• THE EXERCISE
Only the lines from the line holding "Mark one point per instance of the small" to the last line should be output, each exactly as given.

• DATASET ENTRIES
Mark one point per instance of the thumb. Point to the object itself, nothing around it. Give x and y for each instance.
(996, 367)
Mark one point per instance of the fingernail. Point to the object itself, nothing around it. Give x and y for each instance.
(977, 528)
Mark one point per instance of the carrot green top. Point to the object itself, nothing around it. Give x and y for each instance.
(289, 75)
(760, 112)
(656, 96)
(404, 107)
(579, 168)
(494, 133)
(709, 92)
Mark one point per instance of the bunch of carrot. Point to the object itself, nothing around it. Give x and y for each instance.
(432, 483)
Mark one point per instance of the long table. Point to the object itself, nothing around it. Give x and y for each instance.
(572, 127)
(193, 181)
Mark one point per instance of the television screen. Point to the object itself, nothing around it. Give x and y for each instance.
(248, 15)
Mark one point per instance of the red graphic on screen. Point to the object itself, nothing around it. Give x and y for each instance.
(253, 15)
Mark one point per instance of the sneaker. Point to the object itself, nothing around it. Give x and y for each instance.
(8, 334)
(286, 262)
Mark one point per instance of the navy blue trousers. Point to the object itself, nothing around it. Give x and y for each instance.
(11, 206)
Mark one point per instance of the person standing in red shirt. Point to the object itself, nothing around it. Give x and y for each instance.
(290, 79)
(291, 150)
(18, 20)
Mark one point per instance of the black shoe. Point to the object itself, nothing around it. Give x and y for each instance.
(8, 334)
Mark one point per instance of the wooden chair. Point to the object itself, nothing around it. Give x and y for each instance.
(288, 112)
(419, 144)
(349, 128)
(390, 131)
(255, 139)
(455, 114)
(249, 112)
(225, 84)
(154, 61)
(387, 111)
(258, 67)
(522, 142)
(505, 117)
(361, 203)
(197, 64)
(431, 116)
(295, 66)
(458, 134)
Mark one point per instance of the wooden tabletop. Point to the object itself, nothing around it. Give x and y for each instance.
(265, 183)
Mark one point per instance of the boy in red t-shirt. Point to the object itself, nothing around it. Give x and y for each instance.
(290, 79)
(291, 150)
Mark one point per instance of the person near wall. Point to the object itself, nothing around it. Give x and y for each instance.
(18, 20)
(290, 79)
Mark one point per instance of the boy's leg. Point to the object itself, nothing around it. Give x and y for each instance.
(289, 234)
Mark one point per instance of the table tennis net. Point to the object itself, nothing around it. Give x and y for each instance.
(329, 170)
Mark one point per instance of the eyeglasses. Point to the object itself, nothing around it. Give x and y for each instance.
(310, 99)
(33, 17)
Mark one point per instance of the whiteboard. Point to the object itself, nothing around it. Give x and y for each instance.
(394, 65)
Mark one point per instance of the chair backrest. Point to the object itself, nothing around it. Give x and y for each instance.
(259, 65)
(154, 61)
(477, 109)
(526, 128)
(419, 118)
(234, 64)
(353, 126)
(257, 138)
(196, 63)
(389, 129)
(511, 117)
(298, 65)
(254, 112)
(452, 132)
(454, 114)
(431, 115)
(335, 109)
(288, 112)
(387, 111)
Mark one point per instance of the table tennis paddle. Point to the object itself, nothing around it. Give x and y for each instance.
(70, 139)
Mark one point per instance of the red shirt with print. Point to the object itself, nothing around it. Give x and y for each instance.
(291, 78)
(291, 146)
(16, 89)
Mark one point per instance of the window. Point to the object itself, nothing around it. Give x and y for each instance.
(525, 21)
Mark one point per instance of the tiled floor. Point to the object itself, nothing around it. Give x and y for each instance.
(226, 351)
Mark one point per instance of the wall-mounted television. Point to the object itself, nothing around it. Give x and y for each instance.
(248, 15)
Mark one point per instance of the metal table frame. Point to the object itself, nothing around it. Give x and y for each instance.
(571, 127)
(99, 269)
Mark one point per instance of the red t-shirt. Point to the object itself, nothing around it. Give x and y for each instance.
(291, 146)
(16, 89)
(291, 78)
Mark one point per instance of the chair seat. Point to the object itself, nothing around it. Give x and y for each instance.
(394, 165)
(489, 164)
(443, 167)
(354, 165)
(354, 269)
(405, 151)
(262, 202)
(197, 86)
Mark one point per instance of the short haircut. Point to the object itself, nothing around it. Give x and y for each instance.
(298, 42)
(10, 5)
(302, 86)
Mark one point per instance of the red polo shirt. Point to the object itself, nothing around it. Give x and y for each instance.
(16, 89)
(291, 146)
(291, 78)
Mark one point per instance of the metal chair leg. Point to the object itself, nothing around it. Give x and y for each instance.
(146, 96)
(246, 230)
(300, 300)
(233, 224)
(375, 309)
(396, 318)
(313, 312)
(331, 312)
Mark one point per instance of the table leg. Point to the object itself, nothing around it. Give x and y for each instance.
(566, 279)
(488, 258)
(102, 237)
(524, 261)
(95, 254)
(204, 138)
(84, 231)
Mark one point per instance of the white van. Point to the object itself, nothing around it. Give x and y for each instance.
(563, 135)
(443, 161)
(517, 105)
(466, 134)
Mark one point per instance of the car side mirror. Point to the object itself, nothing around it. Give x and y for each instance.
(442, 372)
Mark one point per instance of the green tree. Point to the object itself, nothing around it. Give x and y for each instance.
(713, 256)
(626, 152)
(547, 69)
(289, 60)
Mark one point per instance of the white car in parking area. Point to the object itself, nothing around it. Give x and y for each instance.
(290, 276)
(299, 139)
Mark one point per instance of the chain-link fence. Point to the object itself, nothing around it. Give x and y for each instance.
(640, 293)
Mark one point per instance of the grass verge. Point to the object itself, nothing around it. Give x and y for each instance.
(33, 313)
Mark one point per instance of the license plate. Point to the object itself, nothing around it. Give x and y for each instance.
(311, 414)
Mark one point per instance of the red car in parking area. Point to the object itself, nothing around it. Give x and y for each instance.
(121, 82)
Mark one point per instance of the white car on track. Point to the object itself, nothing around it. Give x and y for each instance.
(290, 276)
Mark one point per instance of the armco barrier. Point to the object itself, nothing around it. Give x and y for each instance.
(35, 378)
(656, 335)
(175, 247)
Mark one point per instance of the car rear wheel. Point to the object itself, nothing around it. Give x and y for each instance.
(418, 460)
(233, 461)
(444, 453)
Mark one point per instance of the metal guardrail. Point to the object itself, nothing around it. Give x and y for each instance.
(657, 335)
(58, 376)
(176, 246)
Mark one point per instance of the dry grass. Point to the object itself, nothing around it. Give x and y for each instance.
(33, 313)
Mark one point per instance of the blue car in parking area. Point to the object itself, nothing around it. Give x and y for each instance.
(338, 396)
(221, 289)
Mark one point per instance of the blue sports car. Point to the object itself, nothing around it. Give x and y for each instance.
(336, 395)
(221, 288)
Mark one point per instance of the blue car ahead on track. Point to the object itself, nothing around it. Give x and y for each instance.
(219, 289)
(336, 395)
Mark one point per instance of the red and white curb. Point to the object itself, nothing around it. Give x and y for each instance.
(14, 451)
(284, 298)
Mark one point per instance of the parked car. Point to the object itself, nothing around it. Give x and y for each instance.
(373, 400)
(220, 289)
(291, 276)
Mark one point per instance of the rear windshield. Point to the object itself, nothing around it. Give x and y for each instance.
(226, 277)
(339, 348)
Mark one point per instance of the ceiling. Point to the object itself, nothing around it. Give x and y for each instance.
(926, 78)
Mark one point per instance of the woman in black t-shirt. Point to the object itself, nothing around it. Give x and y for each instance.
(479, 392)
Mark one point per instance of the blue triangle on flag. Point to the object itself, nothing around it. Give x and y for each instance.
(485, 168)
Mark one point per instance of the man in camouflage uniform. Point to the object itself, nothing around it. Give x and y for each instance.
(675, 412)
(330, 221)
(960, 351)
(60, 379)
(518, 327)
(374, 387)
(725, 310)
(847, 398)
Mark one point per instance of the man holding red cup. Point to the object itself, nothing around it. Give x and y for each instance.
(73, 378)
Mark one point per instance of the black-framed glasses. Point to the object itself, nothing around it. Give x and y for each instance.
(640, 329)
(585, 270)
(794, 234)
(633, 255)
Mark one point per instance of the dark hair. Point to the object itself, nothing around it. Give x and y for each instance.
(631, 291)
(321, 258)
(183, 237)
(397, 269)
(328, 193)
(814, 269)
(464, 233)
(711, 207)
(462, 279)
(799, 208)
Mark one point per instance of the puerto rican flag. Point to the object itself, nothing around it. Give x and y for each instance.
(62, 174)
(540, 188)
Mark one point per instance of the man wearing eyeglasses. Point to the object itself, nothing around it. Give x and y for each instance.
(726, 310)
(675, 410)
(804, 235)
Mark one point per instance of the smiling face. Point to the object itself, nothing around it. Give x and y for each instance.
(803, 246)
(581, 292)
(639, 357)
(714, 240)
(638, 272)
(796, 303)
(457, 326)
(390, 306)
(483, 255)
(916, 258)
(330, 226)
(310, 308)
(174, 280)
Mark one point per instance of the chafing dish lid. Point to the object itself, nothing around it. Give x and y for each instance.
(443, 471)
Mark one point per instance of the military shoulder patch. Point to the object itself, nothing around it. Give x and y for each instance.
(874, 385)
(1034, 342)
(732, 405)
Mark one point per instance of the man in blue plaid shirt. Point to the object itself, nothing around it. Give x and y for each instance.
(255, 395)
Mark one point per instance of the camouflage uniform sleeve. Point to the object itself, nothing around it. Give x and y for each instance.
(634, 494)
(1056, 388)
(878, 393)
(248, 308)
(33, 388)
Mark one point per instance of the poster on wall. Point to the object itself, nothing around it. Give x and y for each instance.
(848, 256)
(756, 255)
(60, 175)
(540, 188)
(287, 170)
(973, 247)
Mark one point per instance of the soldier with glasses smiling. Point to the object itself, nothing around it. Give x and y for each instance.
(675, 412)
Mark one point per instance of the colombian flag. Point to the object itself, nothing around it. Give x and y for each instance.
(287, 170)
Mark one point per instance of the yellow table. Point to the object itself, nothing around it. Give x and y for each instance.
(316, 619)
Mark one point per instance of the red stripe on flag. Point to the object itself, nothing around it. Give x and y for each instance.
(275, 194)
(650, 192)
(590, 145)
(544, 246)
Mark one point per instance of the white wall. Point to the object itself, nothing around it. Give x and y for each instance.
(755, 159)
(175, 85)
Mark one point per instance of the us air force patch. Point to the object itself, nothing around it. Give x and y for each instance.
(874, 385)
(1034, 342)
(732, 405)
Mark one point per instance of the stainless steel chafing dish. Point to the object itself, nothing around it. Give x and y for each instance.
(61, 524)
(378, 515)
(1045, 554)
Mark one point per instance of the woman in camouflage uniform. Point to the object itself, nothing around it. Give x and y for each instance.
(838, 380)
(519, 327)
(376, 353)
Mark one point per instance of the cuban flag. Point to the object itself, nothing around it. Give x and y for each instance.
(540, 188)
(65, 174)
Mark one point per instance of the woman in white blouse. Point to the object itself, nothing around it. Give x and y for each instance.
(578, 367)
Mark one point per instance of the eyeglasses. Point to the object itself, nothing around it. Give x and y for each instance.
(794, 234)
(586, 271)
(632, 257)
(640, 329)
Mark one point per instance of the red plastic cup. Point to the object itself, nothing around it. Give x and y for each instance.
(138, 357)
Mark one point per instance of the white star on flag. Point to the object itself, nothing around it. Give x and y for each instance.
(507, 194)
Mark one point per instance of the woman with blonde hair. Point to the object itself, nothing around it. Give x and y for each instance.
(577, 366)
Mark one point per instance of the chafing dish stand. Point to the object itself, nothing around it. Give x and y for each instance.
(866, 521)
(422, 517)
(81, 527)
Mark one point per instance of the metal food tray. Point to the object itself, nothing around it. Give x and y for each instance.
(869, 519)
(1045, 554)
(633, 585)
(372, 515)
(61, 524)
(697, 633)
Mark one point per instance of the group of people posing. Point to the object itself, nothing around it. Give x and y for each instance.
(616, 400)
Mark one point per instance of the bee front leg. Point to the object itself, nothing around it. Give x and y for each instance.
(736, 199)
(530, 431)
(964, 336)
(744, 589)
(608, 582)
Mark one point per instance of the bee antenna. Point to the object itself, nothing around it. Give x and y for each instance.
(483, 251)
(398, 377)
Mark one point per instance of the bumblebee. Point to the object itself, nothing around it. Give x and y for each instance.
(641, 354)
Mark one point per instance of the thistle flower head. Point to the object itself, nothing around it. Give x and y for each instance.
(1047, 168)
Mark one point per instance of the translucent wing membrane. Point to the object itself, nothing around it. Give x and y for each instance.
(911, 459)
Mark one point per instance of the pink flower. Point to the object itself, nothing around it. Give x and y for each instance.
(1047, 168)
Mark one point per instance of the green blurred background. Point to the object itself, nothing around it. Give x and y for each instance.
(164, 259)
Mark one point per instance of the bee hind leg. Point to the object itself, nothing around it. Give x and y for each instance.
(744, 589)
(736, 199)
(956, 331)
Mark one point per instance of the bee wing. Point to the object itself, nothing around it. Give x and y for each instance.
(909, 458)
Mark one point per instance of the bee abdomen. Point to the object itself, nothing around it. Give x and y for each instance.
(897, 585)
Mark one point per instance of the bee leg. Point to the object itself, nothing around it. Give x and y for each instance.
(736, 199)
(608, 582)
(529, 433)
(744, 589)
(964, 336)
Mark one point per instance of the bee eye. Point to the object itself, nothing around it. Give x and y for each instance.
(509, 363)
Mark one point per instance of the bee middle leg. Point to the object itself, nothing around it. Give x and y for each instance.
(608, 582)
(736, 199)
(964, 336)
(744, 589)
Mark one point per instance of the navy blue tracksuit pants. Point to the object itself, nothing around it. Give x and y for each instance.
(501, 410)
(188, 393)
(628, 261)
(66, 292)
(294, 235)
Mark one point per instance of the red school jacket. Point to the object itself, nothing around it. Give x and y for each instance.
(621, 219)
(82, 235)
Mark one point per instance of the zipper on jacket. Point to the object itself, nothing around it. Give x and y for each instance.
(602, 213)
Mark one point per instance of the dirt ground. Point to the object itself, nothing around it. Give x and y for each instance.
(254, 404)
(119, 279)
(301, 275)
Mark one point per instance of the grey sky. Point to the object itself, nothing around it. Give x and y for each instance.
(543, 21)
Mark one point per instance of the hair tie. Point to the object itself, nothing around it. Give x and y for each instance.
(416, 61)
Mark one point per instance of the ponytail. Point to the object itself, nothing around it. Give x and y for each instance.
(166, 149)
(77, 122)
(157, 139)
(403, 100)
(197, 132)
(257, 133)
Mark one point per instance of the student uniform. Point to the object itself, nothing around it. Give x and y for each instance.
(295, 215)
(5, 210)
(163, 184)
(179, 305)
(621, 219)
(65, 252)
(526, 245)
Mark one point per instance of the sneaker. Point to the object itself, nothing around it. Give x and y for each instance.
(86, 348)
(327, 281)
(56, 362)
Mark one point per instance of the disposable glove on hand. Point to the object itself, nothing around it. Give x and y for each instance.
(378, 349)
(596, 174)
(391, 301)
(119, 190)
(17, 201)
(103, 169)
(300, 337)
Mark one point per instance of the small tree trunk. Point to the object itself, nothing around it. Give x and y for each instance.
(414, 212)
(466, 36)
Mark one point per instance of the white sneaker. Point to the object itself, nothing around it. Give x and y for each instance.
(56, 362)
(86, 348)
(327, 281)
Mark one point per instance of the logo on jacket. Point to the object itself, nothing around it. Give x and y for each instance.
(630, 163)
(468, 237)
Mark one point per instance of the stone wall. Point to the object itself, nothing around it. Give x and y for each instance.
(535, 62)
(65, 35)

• RESULT FOR THIS EXERCISE
Mark one point per instance of the small tree trunk. Point to the object itself, nothing around it. Give x and y for each instance.
(414, 212)
(466, 36)
Mark one point per instance of the white sneaker. Point to the object itself, nothing around it. Give x and y for each instance.
(56, 362)
(86, 348)
(327, 281)
Mark one point per instance of the logo on jacket. Point to the object itself, nothing around it. Give x and y for each instance.
(630, 163)
(468, 237)
Mark one point per instance of the stone wall. Point to the object itself, nothing around it. Give x and y for each instance.
(535, 62)
(65, 35)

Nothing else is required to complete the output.